GIVEN DATA: Begin

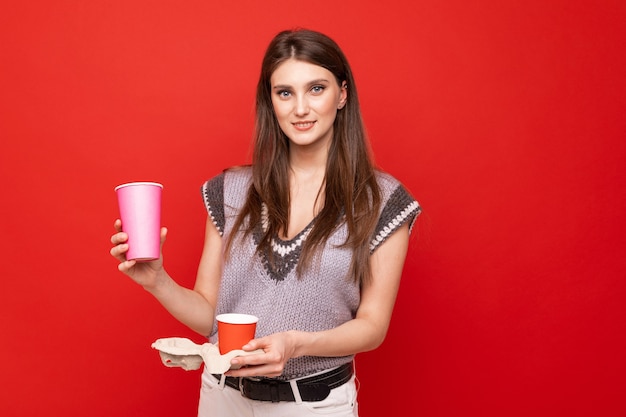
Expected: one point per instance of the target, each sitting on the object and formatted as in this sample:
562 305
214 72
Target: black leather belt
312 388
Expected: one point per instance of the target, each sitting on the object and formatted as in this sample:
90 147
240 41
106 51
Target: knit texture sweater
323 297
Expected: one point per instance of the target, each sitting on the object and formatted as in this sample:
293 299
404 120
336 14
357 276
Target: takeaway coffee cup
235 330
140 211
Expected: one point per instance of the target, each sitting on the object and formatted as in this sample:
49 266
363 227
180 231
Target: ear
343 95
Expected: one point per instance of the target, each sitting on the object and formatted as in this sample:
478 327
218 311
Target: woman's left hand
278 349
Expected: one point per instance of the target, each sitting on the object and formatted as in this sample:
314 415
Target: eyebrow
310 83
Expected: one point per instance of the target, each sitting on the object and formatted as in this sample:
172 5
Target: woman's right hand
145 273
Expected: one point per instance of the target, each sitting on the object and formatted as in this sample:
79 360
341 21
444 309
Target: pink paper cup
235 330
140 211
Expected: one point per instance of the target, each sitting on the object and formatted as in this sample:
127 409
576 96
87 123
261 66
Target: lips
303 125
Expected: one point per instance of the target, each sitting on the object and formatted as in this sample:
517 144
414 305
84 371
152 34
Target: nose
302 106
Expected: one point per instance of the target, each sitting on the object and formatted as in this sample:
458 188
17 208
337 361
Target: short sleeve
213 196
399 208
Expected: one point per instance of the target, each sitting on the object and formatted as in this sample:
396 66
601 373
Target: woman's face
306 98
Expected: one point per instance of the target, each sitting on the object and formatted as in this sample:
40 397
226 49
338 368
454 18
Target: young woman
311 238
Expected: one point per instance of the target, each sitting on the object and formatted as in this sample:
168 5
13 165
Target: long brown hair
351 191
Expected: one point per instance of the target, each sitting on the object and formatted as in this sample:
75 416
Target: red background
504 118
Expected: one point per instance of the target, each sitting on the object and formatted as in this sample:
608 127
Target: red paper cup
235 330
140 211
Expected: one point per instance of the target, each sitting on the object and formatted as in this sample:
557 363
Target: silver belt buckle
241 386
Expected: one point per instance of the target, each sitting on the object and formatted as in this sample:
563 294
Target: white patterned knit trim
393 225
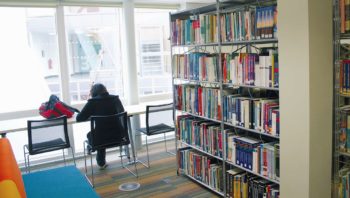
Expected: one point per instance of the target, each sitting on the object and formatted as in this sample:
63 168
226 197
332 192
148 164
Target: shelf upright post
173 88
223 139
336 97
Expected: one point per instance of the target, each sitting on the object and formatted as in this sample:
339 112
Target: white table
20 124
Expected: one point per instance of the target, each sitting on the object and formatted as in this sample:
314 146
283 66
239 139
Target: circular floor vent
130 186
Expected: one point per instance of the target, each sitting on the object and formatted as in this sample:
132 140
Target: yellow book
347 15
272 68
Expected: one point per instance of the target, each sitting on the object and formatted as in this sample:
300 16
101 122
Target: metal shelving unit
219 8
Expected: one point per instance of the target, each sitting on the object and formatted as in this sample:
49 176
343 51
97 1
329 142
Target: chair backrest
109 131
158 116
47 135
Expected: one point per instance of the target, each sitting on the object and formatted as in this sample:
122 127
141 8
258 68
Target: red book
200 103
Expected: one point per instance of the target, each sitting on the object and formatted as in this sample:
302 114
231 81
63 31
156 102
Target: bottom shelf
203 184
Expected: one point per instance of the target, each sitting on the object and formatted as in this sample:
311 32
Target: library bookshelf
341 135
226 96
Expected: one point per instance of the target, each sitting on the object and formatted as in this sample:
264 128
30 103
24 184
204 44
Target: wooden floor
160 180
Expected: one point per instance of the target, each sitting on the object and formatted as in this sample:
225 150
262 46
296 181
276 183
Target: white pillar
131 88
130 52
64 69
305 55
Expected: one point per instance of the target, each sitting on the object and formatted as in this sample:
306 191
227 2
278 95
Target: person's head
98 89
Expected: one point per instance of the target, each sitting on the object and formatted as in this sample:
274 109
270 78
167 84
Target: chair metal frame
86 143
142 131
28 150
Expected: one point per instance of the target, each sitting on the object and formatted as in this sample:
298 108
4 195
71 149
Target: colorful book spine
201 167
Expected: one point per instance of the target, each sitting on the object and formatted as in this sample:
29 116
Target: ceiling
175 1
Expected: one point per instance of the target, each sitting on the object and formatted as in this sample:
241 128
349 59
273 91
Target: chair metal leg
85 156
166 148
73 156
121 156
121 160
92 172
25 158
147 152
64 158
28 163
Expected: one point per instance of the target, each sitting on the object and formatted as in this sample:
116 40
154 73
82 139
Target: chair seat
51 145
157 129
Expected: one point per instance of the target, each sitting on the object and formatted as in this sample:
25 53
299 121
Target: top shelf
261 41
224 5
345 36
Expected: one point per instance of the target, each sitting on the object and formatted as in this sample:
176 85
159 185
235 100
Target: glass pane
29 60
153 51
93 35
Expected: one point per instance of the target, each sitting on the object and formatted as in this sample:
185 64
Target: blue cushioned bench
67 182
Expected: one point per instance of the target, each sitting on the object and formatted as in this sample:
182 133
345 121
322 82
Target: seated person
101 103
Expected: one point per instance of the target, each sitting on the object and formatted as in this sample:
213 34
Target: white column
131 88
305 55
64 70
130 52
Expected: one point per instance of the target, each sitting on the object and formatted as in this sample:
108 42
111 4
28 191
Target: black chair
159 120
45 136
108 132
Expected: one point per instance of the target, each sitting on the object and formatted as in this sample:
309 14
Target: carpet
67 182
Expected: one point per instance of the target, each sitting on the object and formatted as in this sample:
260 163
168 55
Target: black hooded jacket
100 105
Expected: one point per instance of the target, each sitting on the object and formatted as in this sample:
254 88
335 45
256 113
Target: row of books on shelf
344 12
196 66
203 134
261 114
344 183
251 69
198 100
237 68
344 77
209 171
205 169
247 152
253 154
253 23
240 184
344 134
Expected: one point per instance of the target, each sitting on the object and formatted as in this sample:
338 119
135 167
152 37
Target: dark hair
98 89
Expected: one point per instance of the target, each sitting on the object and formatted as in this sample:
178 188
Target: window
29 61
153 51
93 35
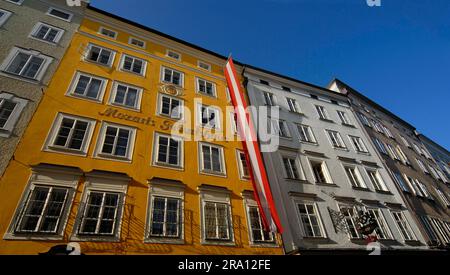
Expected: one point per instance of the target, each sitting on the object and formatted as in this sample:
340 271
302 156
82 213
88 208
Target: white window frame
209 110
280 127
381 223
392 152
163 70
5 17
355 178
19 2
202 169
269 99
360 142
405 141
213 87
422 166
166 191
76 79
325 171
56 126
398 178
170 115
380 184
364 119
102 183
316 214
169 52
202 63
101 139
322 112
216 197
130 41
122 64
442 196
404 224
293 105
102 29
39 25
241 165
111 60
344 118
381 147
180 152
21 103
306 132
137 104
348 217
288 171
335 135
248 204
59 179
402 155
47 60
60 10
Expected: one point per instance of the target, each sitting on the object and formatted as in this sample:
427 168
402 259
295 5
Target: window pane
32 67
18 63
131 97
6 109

GIVEN DATA: End

= WHAT YOU ARE ASKED TO DO =
Would you please transcribe the listing in full, exactly, while omitting the images?

= ANSWER BOX =
Expected: one point per instance of the target, each sitting on the object and formatted as in this sample:
562 305
214 72
Target: black leather belt
312 388
Expected: one point per instance of the target, each sitting on the object and formatted as in this sample:
90 147
240 41
106 51
Target: knit texture sweater
323 297
Expected: one point per instance of the target, each sitting on the object and formatted as in this sample:
293 299
404 120
336 14
357 276
Target: takeaway coffee cup
235 330
140 211
Expected: one point per instance of the target, each sitting on the object and formatted as in this sample:
49 266
363 227
180 231
Target: ear
343 95
Expected: one point per instance of the target, each sitting on the object and formatted as in this sample:
478 327
218 311
Target: woman's left hand
278 349
Expected: one point per instance of the target, each sitting on the object and formatted as in this sample:
314 415
Target: eyebrow
310 83
Expected: one point per instance of the target, each sitting on the object and formatted as in this sample:
172 5
Target: woman's right hand
145 273
Expected: one point per instance of the target, each sitting on the object and formatted as in this sample:
79 360
341 21
444 309
Target: pink paper cup
235 330
140 211
Expected: one point per instance of the target, each sitting on the object and formatted as in this sample:
127 409
576 96
87 123
261 66
Target: lips
303 125
Expected: one point per instance of the target, each sitting on the object and formatted as in this sample:
517 144
414 305
84 371
152 34
Target: nose
302 106
Expected: one point per instance of the target, each sitting on the object and formatted as in this sample:
458 188
17 208
337 361
Target: short sleeve
213 196
399 208
Expected: one point per instance of the target, each sitting on the object and formatted as in this sample:
396 66
601 373
Target: woman's face
306 98
Expected: one point per instance of the target, each sitting on the object and formatted as in this sample:
40 397
226 49
338 368
454 18
Target: young woman
311 238
Expected: one point per instance of the target, each sitting on the object and formatted as in this sample:
168 5
13 165
Target: long brown hair
351 191
Expected: one point per instance of the target, each sitting on the object and formatted as in this sample:
75 416
Target: red background
504 118
Expected: one point per instance of the target, each sitting on the object and formatted as in this sample:
608 127
Target: red paper cup
235 330
140 211
Expected: one point per instance of the target, each sitting on the object and formatted as in this sample:
557 363
Target: silver belt buckle
241 386
Expected: one point per instance of the target, each sitting on the object and formatted as in this sample:
563 294
Target: white patterned knit trim
393 225
Expected: one point per instance of the target, each sitting on the object and formatted as in this sample:
63 168
226 197
332 192
148 164
Target: shelf upright post
173 88
223 139
336 97
Expected: one point per instance of the target, each sitting on the object and formatted as in this sample:
339 112
Target: white table
20 124
Expected: one point per instance of the target, each sitting on the object and formatted as in this sample:
314 146
283 66
239 139
Target: circular floor vent
130 186
Expected: one point per instance of the target, each sitting on the object and formatted as in this sample:
132 140
Target: yellow book
347 15
272 68
Expected: one point per instance of the target, each sitting on the object and formatted as in this sample:
300 16
101 122
Target: metal shelving unit
219 8
Expected: one point per instance of the target, each sitting on the object and formatted as in this sample:
49 176
343 51
97 1
329 142
Target: chair backrest
109 131
158 116
47 135
Expected: one point per instance of the target, each sitting on the object and formatted as in this sample:
122 127
141 8
258 68
Target: red book
200 103
Expected: one point per instance of the target, each sitting on the object and formatted as in this sample:
302 114
231 81
63 31
156 102
Target: bottom shelf
203 184
Expected: one point per instance of the target, each sitting on the object and formatted as in this sample:
311 32
Target: library bookshelf
341 135
226 96
Expected: one point per instance of the target, each sitting on the object and formatted as in this sample:
264 128
30 103
24 184
204 44
Target: wooden floor
160 180
Expected: one point per instance of the target, each sitting on the object and formatted as in this sample:
225 150
262 46
296 181
276 183
Target: white pillar
131 88
130 52
64 69
305 55
Expected: one point per instance of the target, each sitting on the object and formatted as in this sample:
306 191
227 2
278 95
Target: person's head
98 89
Expected: one point per instance of the target, each sitting on the object and formatted as in this sample:
274 109
270 78
167 84
Target: chair metal frame
86 143
142 131
28 150
Expected: one point per instance of the target, each sitting on the object and formatted as in this sample:
298 108
4 195
71 149
Target: colorful book spine
201 167
Expected: one point per instance of the target, each sitting on the object and formatted as in this sample:
29 116
Target: ceiling
175 1
Expected: one point per instance of the target, each sitting on the object and formatted as in this sample:
241 128
349 59
273 91
Target: chair metal leg
85 156
166 148
73 156
121 156
121 160
92 172
25 158
147 152
64 158
28 163
Expected: one point per instance of the target, each sitting on the object and formatted as in this sample:
116 40
154 73
82 139
Target: chair seat
51 145
157 129
Expected: one point per instance of the target, each sitting on the object and formatted as in this sample:
25 53
299 121
Target: top shelf
261 41
224 5
345 36
Expected: one point per instance of the target, each sitting on the object and formatted as in this sample:
176 85
159 185
235 100
Target: glass pane
29 60
153 51
93 35
Expected: one point per instance of the target, each sitting on the object and formatted as in this sample:
185 64
Target: blue cushioned bench
67 182
Expected: one point per instance of the target, each sitting on the object and formatted as in this sample:
182 133
345 121
322 82
Target: seated person
101 103
Expected: one point per instance of the target, each sitting on the object and formatted as in this sample:
213 34
Target: white column
131 88
305 55
64 70
130 52
Expected: one point per instance of the target, each sitting on the object and formatted as in this sample:
108 42
111 4
28 191
Target: black chair
159 120
45 136
108 132
Expected: one point per instance of the target, each sitting on the object and formatted as in this sample:
309 14
Target: carpet
67 182
Expected: one point per instance of the target, each sitting on the object and formatted as in this sample:
260 163
168 55
Target: black hooded jacket
100 105
Expected: one point per instance of the target, each sitting on the object and formatted as in this sample:
254 88
335 45
256 113
Target: row of books on shelf
344 12
196 66
203 134
261 114
344 183
251 69
198 100
237 68
344 77
209 171
205 169
247 152
253 154
253 23
240 184
344 134
Expected: one point per instance of the target, each sitting on the object and formatted as in this sample:
338 119
135 167
152 37
Target: dark hair
98 89
Expected: one point per instance of the target, each sitting on the object and formatted as in this sample:
178 188
Target: window
29 61
153 51
93 35
Expected: one point per instance of the target, each sitting on the object and formatted as in this sample:
340 271
302 156
82 213
88 208
Target: white window frame
209 110
280 127
381 223
392 152
163 70
5 17
355 178
19 2
202 169
269 99
360 142
405 141
213 87
422 166
166 191
76 79
325 171
56 126
398 178
170 115
380 184
364 119
102 183
316 214
169 52
202 63
101 139
322 112
216 197
130 41
122 64
442 196
404 224
293 105
102 29
39 25
241 165
111 60
344 118
381 147
180 152
21 103
306 132
137 104
348 217
288 171
335 135
248 204
59 179
402 155
47 60
60 10
Expected: one point per instance of the target, each sitting on the object and formatted as in this sample:
427 168
402 259
295 5
Target: window pane
32 67
18 63
131 97
6 109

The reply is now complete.